## Excerpted passage:
————
From Lawrence to Bangladesh to China to ?

Lawrence, MA: 1860. All that has changed as where industrial accidents are most likely to occur. 

On April 24, 2013, a garment factory in the Savar suburb of Dhaka, Bangladesh collapsed. By the time searchers called off rescue efforts on May 13, the body count stood at 1,127, and the exact toll may never be known as bodies have decomposed and no one is certain exactly how many people were in the 8-storey building.

In U.S. media sources, the Dhaka disaster was often compared to the 1911 Triangle Shirtwaist fire in which 146 people died. That analogy is useful in reminding Americans that such horrors are not something confined to “developing nations,” though a much accurate comparison would be to the January 10, 1860 disaster at the Pemberton Mill in Lawrence, Massachusetts, in which 145 workers were crushed and another 600 were trapped until pulled from the rubble. Like the Dhaka incident, the 5-storey Pemberton Mill “pancaked,” meaning that its upper floors fell as slabs, causing the floors below them to stack. In both cases, most of the survivors were trapped in debris pockets that allowed enough space and air to cheat death.

The Triangle disaster occurred due to an overt action–factory supervisors had locked escape doors to prevent theft and perceived malingering; passive negligence was the culprit in Lawrence and Dhaka. Pemberton was just four years old when it fell, the original building having been sold at a loss to George Howe and David Nevins, Sr. when an economic panic drove John Lowell and J. Pickering Putnam to offload it. Howe and Nevins sought to profit from their enterprise by cramming more machinery into the Pemberton. The result was not unlike what happens to a child adding one too many blocks to his tower. The Dhaka collapse was blamed on a crack in the foundation, no doubt occasioned by building four additional floors on an inadequate foundation (without permit or inspection). It didn’t help that the Sana Plaza, where the factory was located, was owned by a local politician, or that American retailers such as Wal-Mart, J. C. Penney, and other had been dawdling for several years over whether to require safety inspections of its suppliers.

Pemberton reminds us that American workers of 153 years ago were akin to those today in places such as Bangladesh; that is, they were disposable. Incidents such as the Triangle fire or the 1913 Ludlow Massacre–in which company guards brutally murdered two dozen Colorado workers–evoke outrage because of their sheer arrogance, but passive negligence has always killed more workers. And perhaps we speak of the passive incidents less because they disturb the very logic of capitalism. Do we, for instance, ask why American clothing is made in Bangladesh? Do we pause to consider that the term “sweatshop” was coined in the United States? Although the practice of sweat-inducing labor is ancient, the idea of subcontracting labor to foul factories in inappropriate dwellings is collateral damage of the Industrial Revolution and the temptation to cut costs by cutting corners is but a mild deviation of capitalist logic.

The price we pay for goods is more than “what the market will bear,” just as “profit” is more complex than what investors reap once they pay costs and wages. These things are said to be constrained by the “invisible hand” of supply and demand within self-regulating free markets. (One should note that modern applications of these principles often depart from Adam Smith’s explanation of how they are supposed to work.) It’s more complicated than this. Numerous wage and price bargains take place long before a product hits retail shelves. Within free markets, all wages and prices must be negotiated. (Socialist command economies do not necessarily have better worker safety records than capitalism, but they do experience fewer wage and price pressures.) Let’s return to the garments made in Lawrence and Dhaka.
————
[Shape annotation entries]
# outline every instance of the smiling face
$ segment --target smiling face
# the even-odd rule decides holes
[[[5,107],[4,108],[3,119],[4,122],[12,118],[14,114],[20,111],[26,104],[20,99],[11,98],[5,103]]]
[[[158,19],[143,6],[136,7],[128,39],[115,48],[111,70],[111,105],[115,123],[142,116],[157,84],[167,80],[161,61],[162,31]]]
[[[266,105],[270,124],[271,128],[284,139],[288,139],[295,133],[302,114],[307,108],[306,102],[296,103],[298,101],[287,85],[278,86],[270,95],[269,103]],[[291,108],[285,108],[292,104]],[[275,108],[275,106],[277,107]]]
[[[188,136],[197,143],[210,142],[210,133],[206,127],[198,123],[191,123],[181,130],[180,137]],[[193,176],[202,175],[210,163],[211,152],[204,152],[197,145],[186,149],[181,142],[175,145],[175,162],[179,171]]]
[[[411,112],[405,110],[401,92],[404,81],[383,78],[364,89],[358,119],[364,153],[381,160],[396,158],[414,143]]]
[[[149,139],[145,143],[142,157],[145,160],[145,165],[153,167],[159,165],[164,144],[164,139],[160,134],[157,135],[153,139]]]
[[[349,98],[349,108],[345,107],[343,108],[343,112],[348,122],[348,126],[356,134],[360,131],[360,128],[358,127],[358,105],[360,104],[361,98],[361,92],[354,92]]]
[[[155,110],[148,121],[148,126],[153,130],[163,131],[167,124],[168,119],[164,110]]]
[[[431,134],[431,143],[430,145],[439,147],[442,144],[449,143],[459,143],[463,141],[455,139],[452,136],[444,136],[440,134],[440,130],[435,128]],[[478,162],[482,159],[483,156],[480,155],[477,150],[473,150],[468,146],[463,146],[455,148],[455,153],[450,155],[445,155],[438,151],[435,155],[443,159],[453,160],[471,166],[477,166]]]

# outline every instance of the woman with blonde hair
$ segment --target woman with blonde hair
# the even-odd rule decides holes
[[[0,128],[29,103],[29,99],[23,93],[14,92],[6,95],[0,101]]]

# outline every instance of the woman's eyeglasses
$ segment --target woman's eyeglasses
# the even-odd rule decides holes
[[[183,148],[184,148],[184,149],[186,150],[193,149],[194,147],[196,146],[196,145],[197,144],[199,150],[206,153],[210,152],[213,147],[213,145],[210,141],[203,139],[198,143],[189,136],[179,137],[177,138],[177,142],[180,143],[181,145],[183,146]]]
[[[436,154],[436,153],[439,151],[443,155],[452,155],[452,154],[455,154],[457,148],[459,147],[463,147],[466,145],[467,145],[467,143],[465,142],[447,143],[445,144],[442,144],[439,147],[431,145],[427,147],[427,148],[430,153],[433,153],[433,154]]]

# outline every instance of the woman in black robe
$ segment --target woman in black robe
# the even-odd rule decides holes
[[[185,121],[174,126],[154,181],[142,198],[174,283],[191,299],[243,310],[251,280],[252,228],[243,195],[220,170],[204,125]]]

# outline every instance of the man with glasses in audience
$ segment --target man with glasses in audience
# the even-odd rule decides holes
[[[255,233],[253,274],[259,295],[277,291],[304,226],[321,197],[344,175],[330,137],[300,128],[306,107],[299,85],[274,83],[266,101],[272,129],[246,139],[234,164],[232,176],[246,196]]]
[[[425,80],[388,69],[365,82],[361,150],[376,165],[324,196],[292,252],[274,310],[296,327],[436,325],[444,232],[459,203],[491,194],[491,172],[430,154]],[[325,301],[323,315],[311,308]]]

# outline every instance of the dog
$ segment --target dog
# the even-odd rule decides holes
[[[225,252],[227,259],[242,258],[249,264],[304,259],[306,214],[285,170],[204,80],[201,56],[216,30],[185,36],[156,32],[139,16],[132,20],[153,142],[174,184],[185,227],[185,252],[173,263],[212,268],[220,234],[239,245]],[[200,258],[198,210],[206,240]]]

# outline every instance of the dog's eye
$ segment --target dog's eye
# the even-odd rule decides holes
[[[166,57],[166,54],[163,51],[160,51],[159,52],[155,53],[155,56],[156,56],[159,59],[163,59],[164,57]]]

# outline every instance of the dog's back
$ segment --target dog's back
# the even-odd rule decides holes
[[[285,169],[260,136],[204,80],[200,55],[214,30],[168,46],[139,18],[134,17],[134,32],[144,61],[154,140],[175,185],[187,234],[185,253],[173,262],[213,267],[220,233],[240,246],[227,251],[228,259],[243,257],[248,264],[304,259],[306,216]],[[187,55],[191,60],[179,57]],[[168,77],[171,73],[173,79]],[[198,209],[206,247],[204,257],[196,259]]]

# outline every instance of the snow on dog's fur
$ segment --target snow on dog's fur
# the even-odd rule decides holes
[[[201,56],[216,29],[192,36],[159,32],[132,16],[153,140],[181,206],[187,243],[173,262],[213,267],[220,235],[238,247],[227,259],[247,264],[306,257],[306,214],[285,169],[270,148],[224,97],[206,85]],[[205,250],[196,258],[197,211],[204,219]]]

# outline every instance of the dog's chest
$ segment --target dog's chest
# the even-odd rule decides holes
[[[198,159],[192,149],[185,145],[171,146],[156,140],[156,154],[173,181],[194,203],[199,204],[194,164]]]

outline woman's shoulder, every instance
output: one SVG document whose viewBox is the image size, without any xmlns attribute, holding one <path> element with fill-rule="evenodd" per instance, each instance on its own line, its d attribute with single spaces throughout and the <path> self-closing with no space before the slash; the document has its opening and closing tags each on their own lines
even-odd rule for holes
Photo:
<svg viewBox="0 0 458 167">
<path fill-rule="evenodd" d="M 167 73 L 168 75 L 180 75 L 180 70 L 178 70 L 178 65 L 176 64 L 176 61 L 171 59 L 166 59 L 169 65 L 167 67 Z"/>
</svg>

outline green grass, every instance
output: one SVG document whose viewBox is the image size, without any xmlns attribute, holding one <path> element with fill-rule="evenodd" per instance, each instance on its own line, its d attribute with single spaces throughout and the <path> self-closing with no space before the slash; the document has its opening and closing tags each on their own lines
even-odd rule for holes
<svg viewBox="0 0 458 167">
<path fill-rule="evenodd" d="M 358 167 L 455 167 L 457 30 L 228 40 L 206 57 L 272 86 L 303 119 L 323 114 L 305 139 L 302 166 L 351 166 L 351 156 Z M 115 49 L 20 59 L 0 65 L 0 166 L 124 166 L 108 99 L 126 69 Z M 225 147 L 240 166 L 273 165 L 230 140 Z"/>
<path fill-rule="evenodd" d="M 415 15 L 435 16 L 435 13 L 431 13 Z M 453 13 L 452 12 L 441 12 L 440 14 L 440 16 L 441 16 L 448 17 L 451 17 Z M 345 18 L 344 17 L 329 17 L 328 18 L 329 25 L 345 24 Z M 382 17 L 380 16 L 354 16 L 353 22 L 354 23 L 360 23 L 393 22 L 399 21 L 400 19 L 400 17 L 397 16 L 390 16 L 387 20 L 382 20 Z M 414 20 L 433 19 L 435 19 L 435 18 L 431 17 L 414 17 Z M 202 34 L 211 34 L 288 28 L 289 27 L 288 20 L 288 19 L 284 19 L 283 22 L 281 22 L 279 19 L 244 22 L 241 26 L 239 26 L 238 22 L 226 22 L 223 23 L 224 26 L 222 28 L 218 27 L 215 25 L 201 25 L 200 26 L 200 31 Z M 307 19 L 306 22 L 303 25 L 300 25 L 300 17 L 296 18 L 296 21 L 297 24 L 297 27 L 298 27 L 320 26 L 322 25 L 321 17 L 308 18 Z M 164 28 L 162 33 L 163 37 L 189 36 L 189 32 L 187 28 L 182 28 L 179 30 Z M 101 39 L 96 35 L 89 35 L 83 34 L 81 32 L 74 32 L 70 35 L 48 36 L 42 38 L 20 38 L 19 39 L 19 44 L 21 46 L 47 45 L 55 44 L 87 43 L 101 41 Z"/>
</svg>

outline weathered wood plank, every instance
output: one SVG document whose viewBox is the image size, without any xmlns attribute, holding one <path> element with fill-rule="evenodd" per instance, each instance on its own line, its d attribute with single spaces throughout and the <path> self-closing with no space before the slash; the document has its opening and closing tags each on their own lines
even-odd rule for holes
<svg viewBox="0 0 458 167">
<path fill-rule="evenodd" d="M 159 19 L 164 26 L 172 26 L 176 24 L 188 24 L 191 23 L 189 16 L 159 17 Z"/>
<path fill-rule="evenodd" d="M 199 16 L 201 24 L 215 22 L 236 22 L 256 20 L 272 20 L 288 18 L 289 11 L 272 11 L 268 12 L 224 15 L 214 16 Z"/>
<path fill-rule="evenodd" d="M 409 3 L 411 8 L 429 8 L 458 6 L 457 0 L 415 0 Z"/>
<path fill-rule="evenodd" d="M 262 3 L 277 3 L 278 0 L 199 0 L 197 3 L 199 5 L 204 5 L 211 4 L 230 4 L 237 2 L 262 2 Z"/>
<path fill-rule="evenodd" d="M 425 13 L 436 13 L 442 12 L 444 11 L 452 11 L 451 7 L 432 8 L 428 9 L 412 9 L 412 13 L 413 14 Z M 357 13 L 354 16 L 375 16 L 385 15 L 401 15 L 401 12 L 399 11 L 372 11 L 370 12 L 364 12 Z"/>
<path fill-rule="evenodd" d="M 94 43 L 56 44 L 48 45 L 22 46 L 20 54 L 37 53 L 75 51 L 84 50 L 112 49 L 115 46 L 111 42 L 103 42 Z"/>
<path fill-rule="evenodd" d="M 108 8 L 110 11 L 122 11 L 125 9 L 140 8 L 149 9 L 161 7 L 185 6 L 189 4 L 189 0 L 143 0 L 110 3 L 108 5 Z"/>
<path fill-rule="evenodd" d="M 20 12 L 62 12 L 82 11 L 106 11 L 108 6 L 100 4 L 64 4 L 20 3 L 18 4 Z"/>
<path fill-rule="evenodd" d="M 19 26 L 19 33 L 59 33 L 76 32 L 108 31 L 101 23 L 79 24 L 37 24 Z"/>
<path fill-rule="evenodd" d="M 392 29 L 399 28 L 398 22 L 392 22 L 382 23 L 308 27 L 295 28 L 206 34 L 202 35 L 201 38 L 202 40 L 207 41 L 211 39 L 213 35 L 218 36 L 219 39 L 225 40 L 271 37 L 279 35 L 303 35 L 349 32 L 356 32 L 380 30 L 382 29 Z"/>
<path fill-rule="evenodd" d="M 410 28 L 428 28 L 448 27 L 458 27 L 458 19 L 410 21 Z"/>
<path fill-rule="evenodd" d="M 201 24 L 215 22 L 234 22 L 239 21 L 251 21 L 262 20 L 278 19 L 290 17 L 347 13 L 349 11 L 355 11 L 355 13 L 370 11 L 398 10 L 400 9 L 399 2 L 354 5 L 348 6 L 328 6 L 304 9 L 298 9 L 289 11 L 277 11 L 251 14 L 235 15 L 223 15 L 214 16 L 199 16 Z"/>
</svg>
————
## Challenge:
Extend the essay on the Pemberton Mill and Dhaka factory collapses, starting after its final sentence.

## Task response:
A manufacturer making shirts must pay his workers. Wages are among the few things over which he exercises much control. “Price” is more than what consumers pay; manufacturers also face price pressures. Unless the company is a rare vertical integration that owns most of the components necessary for its product, a garment manufacturer must purchase the cloth or raw materials necessary to make fabric. He has minimal control over how much machines cost, the energy rates to power them, or the cost of parts to repair them. He may be able to negotiate transportation and handling costs, but only within a range determined by others. Wholesalers (or the retailer in the case of large firms such as Wal-Mart) tell the manufacturer what they will pay for shirts–take it, or leave it. And so on.

The bottom line is the bottom line. A manufacturer seeking profit looks to cut costs however he can, most often by constraining labor costs and capital investments. Today’s garment worker in Bangladesh was once a Mexican, who was once a South Carolinian, who once worked in Lawrence. In each case, moving production from a higher-waged to a lower-waged setting reduced labor costs. New England’s textile and garment factories began fleeing to the non-unionized South en masse in the 1920s and were pretty much wiped out by the late 1960s. Count on the fact that if labor costs rise in Bangladesh, tomorrow’s garment workers will be located elsewhere.

Manufacturers seek to cut capital costs where they can. The maquiladora phenomenon so common in the early days of the North American Free Trade Agreement was motivated as much by Mexico’s loose environmental standards as its low-wage structure. Numerous profitable American firms found they could increase profit by locating just across the border, where they wouldn’t need expensive air scrubbers or have to worry about what they dumped into landfills and streams. Even consumer safety laws could be avoided. Volkswagen, for instance, continued making the original Beetle in Mexico long after it disappeared from the U.S. market. It made money by eliminating some of the steel in side door panels, frames, and bumpers required under U.S. safety codes. Or maybe you just do as was done first in Lawrence and more recently in Bangladesh–take advantage of lax inspection codes and ignore things such weight capacity and human density. Maybe you slap up the cheapest possible building and hope for the best.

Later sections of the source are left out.